— START Source document —

3.2 INCENTIVE BONUS PLAN PARTICIPATION - In addition to the
base salary, Executive will be entitled to participate in the
Company's Management Incentive Bonus Plan, pursuant to and
subject to the provisions of which Executive will be entitled to
receive 28.5% of an executive bonus compensation pool (the
"Executive Compensation Pool") consisting of an aggregate of 15%
of the annual pre-tax profits of the Company; provided, however,
that such percentage may be reduced at the discretion of the
committee administering the plan, but not below 20%.
3.3 GENERAL INCENTIVE COMPENSATION PROGRAMS. The Company
hereby agrees that Executive shall be entitled to participate, to
an extent consistent with his title and Base Salary, in such
incentive compensation programs, including stock option or other
stock-based compensation plans or programs, as may be established
by the Board for the Company's officers, other key employees, or
employees as a group.

— END Source document —
— START Data excerpts —

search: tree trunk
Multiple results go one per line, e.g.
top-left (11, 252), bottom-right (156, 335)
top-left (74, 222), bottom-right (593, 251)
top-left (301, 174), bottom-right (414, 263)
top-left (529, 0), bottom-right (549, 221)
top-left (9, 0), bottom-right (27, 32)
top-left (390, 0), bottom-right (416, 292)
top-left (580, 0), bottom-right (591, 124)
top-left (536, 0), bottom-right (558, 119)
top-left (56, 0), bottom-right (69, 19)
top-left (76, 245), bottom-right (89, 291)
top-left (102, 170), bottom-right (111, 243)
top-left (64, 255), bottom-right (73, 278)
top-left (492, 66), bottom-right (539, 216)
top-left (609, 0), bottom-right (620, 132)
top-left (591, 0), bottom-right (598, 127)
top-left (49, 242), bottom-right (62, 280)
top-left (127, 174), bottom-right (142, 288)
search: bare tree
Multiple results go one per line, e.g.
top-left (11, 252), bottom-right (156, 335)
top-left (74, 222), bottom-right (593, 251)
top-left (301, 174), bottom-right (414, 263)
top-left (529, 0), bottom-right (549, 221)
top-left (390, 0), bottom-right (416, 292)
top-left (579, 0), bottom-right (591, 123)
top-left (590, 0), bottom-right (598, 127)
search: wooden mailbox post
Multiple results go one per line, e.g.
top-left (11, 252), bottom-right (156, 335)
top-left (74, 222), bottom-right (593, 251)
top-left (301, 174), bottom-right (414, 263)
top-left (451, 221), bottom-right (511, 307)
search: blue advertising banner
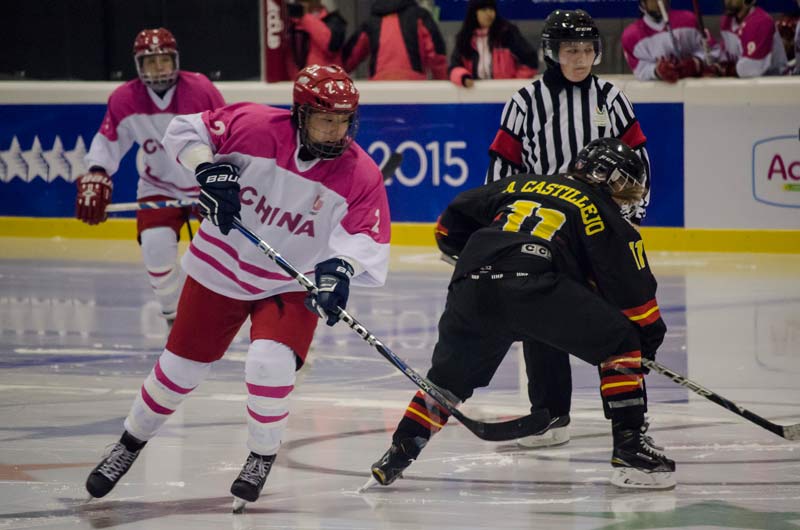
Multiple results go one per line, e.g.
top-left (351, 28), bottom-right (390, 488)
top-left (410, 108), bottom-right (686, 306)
top-left (358, 103), bottom-right (684, 227)
top-left (436, 0), bottom-right (797, 21)
top-left (0, 103), bottom-right (684, 227)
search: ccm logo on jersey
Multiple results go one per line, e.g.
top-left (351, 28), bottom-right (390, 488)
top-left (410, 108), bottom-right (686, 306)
top-left (206, 175), bottom-right (239, 184)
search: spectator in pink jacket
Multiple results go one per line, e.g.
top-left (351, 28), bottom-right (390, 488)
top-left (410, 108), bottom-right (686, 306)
top-left (342, 0), bottom-right (447, 81)
top-left (719, 0), bottom-right (787, 77)
top-left (450, 0), bottom-right (539, 88)
top-left (287, 0), bottom-right (347, 77)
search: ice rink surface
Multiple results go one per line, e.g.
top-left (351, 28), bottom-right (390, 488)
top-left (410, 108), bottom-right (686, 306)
top-left (0, 238), bottom-right (800, 530)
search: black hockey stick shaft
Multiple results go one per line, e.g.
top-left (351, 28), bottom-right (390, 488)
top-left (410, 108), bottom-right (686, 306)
top-left (233, 219), bottom-right (554, 441)
top-left (642, 358), bottom-right (800, 441)
top-left (381, 151), bottom-right (403, 184)
top-left (106, 199), bottom-right (200, 213)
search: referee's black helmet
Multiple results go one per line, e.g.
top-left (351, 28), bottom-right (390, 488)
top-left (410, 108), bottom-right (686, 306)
top-left (568, 138), bottom-right (645, 202)
top-left (542, 9), bottom-right (603, 65)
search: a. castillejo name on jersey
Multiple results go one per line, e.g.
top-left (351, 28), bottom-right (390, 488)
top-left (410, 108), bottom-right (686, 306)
top-left (240, 187), bottom-right (315, 237)
top-left (503, 180), bottom-right (606, 236)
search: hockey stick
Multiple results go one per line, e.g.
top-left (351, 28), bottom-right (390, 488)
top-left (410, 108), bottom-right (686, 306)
top-left (106, 151), bottom-right (403, 213)
top-left (106, 199), bottom-right (200, 213)
top-left (692, 0), bottom-right (711, 65)
top-left (381, 151), bottom-right (403, 184)
top-left (642, 358), bottom-right (800, 441)
top-left (233, 219), bottom-right (555, 442)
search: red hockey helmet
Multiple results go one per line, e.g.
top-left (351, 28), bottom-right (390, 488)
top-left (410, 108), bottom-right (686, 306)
top-left (292, 64), bottom-right (358, 158)
top-left (133, 28), bottom-right (180, 92)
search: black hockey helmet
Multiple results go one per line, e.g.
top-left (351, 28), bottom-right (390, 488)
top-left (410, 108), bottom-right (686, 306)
top-left (569, 138), bottom-right (645, 202)
top-left (542, 9), bottom-right (603, 66)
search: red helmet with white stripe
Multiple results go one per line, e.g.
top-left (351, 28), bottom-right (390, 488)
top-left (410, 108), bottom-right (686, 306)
top-left (133, 28), bottom-right (180, 92)
top-left (292, 64), bottom-right (358, 158)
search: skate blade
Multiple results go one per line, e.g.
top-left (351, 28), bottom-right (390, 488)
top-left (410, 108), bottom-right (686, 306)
top-left (233, 497), bottom-right (247, 513)
top-left (356, 475), bottom-right (380, 493)
top-left (611, 467), bottom-right (676, 490)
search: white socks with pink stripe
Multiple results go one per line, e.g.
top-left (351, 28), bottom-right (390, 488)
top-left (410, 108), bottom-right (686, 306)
top-left (245, 340), bottom-right (297, 455)
top-left (140, 226), bottom-right (185, 318)
top-left (125, 350), bottom-right (211, 442)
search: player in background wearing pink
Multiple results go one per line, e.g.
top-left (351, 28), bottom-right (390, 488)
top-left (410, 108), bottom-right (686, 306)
top-left (76, 28), bottom-right (225, 325)
top-left (286, 0), bottom-right (347, 77)
top-left (86, 65), bottom-right (390, 511)
top-left (449, 0), bottom-right (539, 88)
top-left (719, 0), bottom-right (787, 77)
top-left (622, 0), bottom-right (718, 83)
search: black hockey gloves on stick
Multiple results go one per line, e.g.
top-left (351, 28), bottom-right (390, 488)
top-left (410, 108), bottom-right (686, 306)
top-left (233, 219), bottom-right (555, 442)
top-left (194, 162), bottom-right (242, 235)
top-left (305, 258), bottom-right (355, 326)
top-left (642, 358), bottom-right (800, 441)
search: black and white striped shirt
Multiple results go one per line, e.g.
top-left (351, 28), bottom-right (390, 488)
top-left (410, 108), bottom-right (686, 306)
top-left (486, 67), bottom-right (650, 223)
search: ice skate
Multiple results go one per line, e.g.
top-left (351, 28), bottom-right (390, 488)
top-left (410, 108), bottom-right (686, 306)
top-left (517, 414), bottom-right (570, 449)
top-left (86, 432), bottom-right (144, 499)
top-left (368, 437), bottom-right (428, 484)
top-left (356, 475), bottom-right (380, 493)
top-left (611, 429), bottom-right (675, 489)
top-left (231, 453), bottom-right (276, 513)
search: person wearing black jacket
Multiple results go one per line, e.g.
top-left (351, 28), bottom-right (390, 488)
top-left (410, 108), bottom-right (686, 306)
top-left (371, 138), bottom-right (675, 489)
top-left (342, 0), bottom-right (447, 81)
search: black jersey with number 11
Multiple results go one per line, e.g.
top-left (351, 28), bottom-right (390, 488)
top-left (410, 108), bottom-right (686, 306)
top-left (436, 174), bottom-right (666, 351)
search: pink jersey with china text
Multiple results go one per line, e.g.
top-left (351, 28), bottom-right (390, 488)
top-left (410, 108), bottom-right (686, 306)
top-left (622, 9), bottom-right (713, 81)
top-left (163, 103), bottom-right (390, 300)
top-left (720, 7), bottom-right (787, 77)
top-left (85, 71), bottom-right (225, 199)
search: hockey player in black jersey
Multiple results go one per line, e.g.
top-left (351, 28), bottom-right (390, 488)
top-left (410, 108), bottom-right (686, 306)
top-left (371, 138), bottom-right (675, 489)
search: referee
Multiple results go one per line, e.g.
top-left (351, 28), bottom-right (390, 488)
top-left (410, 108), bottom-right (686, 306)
top-left (486, 9), bottom-right (650, 447)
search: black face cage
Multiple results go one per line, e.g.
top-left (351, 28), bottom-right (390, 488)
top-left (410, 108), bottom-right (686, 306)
top-left (296, 105), bottom-right (358, 159)
top-left (134, 51), bottom-right (180, 92)
top-left (542, 37), bottom-right (603, 66)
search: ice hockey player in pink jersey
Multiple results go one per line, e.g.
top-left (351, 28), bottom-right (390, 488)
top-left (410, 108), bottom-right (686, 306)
top-left (720, 0), bottom-right (787, 77)
top-left (622, 0), bottom-right (704, 83)
top-left (76, 28), bottom-right (225, 324)
top-left (86, 65), bottom-right (390, 511)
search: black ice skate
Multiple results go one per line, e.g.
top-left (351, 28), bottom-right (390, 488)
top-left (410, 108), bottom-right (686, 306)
top-left (86, 432), bottom-right (144, 499)
top-left (359, 437), bottom-right (428, 492)
top-left (611, 429), bottom-right (675, 489)
top-left (231, 452), bottom-right (276, 513)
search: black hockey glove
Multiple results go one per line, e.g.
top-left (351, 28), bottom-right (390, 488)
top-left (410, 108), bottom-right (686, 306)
top-left (305, 258), bottom-right (355, 326)
top-left (195, 162), bottom-right (242, 235)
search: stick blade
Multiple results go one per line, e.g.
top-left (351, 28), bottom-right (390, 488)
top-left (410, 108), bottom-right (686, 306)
top-left (783, 423), bottom-right (800, 442)
top-left (457, 410), bottom-right (555, 442)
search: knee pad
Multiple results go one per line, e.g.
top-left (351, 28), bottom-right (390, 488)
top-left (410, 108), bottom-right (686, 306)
top-left (245, 339), bottom-right (297, 387)
top-left (139, 226), bottom-right (178, 271)
top-left (125, 350), bottom-right (211, 440)
top-left (245, 340), bottom-right (297, 455)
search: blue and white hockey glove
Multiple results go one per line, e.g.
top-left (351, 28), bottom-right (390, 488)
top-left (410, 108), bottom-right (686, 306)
top-left (305, 258), bottom-right (355, 326)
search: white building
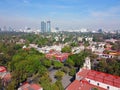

— END Data excerpts —

To do:
1. Please quote the compensation clauses exactly, starting at "3.2 INCENTIVE BONUS" and ending at "not below 20%.".
2. Condense the paragraph of the compensation clauses that begins "3.3 GENERAL INCENTIVE COMPENSATION PROGRAMS" into a shorter version that keeps its main facts.

Task responses:
1.
3.2 INCENTIVE BONUS PLAN PARTICIPATION - In addition to the
base salary, Executive will be entitled to participate in the
Company's Management Incentive Bonus Plan, pursuant to and
subject to the provisions of which Executive will be entitled to
receive 28.5% of an executive bonus compensation pool (the
"Executive Compensation Pool") consisting of an aggregate of 15%
of the annual pre-tax profits of the Company; provided, however,
that such percentage may be reduced at the discretion of the
committee administering the plan, but not below 20%.

2. The Company agrees that Executive may take part in incentive compensation programs that the Board establishes for the Company's officers, other key employees, or employees as a group. These include stock option and other stock-based plans. Executive's participation is to an extent consistent with his title and Base Salary.